**Set task A**
According to the awk question, which four parameters does the poster want to pull from each line?

##############################

0

I have a file of about 150 lines, where each line is part of a URL. I wanted to extract 4 different parameters from each of the lines and put them into a file. Something like:

/secure/domain/new.aspx?id=620&utm_source=1034&utm_medium=cpc&utm_term=term1&try=1&v=3&utm_account=account_name&utm_campaign=campaign_name&utm_adgroup=adgroup&keyword=keyword1&pkw=pkw1&idimp=id&premt=premt1&gclid=id

As a trial, I did

awk '/pkw/,/&idimp/' file > output.txt

thinking that this would atleast get me value1, but it just returned the input file as is. What am I doing wrong? Also, how to make it return all four values? I'm looking to get keyword, pkw, idimp and premt.

Edit: The expected output is a file containing the 4 values for each of the 150 lines in the input file. So

 keyword pkw1 idi premt1

Even if I just get the 4 values in 4 different files, it would suffice.

##############################

**Set task B**
Reproduce the records word for word, from their first line up to and including the line with "left=257, top=34, right=368, bottom=108".

**Data**

##############################

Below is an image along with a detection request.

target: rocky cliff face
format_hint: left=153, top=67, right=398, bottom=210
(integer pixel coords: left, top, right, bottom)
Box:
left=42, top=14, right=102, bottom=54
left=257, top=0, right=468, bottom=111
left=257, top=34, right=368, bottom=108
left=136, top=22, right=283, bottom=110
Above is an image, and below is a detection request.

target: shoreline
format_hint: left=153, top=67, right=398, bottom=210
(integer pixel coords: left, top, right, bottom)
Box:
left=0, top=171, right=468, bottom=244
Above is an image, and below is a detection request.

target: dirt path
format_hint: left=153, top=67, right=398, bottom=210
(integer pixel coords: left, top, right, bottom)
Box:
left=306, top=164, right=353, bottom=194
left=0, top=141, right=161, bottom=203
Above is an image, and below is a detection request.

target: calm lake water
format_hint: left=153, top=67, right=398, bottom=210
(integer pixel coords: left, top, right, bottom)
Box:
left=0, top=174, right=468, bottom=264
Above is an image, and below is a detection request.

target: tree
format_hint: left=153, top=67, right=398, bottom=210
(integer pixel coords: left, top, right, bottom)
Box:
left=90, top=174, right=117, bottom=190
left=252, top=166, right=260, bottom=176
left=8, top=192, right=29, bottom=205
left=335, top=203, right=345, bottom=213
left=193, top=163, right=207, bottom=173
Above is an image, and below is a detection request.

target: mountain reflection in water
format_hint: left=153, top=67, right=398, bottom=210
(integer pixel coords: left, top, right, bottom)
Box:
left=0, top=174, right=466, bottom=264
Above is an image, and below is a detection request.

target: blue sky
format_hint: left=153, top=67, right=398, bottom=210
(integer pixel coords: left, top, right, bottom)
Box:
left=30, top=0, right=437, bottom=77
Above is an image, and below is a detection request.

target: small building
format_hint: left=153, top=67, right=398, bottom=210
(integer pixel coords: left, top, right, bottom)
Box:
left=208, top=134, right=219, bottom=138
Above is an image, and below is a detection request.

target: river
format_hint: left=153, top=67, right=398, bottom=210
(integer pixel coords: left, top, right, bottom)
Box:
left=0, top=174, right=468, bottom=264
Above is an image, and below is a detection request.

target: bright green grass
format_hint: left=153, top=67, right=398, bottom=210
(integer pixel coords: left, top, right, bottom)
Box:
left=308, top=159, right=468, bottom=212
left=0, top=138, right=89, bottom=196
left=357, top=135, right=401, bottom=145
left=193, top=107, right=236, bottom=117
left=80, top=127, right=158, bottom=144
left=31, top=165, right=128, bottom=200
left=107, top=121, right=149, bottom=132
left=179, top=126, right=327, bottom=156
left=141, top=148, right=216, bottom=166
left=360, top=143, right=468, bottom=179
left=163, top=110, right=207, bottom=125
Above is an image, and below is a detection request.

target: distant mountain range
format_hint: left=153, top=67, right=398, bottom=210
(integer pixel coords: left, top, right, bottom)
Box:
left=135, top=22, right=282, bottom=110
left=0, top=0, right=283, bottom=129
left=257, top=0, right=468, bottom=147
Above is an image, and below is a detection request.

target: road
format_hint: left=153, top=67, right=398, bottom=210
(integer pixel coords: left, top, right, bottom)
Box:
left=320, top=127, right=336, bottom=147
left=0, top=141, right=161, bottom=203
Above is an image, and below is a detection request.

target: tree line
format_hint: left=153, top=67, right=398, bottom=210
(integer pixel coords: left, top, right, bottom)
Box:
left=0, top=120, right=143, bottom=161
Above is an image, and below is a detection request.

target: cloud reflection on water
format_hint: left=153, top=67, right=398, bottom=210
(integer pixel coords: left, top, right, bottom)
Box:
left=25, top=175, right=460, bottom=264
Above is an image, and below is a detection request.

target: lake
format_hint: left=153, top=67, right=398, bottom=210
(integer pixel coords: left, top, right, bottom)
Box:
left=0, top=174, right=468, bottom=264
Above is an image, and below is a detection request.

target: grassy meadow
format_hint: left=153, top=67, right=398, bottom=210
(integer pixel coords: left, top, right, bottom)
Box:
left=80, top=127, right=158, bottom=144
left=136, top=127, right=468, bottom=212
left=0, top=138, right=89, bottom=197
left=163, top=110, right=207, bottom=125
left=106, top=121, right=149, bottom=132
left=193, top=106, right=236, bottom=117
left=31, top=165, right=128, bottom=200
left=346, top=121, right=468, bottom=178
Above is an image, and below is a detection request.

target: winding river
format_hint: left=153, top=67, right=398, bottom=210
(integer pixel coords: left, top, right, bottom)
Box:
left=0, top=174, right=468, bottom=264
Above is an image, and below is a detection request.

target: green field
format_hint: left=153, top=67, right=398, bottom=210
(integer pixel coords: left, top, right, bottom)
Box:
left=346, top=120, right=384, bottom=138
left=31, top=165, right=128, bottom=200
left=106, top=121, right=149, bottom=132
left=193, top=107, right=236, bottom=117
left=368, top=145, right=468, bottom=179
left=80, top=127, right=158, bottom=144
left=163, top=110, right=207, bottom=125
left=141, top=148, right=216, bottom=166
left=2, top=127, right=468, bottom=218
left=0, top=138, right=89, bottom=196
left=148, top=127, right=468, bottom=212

##############################

**Exercise answer A**
keyword, pkw, idimp and premt

**Exercise answer B**
Below is an image along with a detection request.

target: rocky cliff face
format_hint: left=153, top=67, right=398, bottom=210
(integer pixel coords: left, top, right, bottom)
Box:
left=42, top=14, right=102, bottom=54
left=257, top=0, right=468, bottom=111
left=257, top=34, right=368, bottom=108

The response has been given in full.